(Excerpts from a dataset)
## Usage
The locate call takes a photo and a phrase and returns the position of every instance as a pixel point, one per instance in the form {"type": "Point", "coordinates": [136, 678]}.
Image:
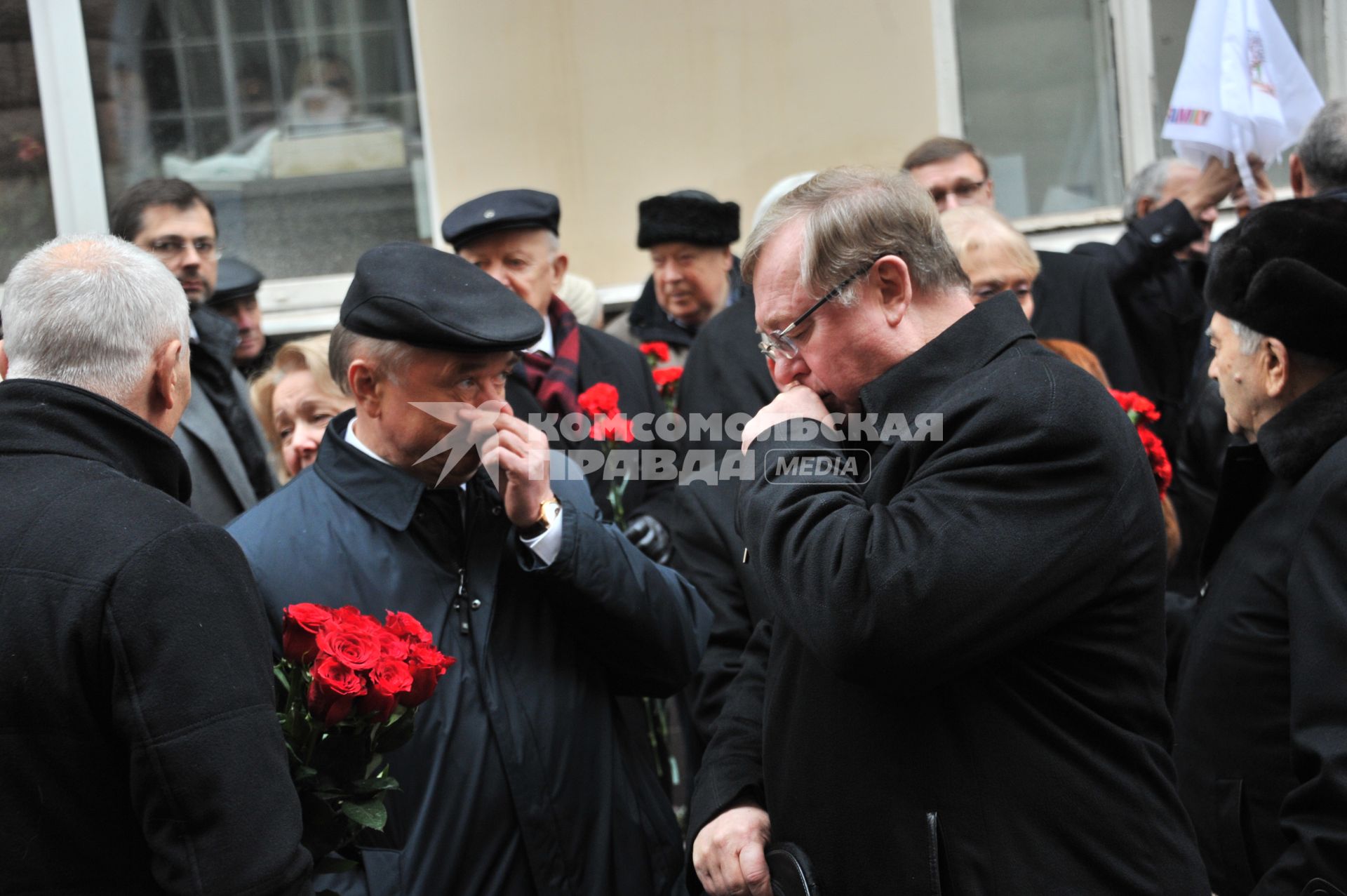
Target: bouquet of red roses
{"type": "Point", "coordinates": [349, 692]}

- **Required action**:
The records above are to be restated exactly, without their pictures.

- **Task result**:
## Usage
The locate call takes a photo and a phrase and returns the position of every instance as a pixel point, one per instance in the form {"type": "Point", "coordinates": [136, 678]}.
Image:
Target: bouquet of red roses
{"type": "Point", "coordinates": [349, 692]}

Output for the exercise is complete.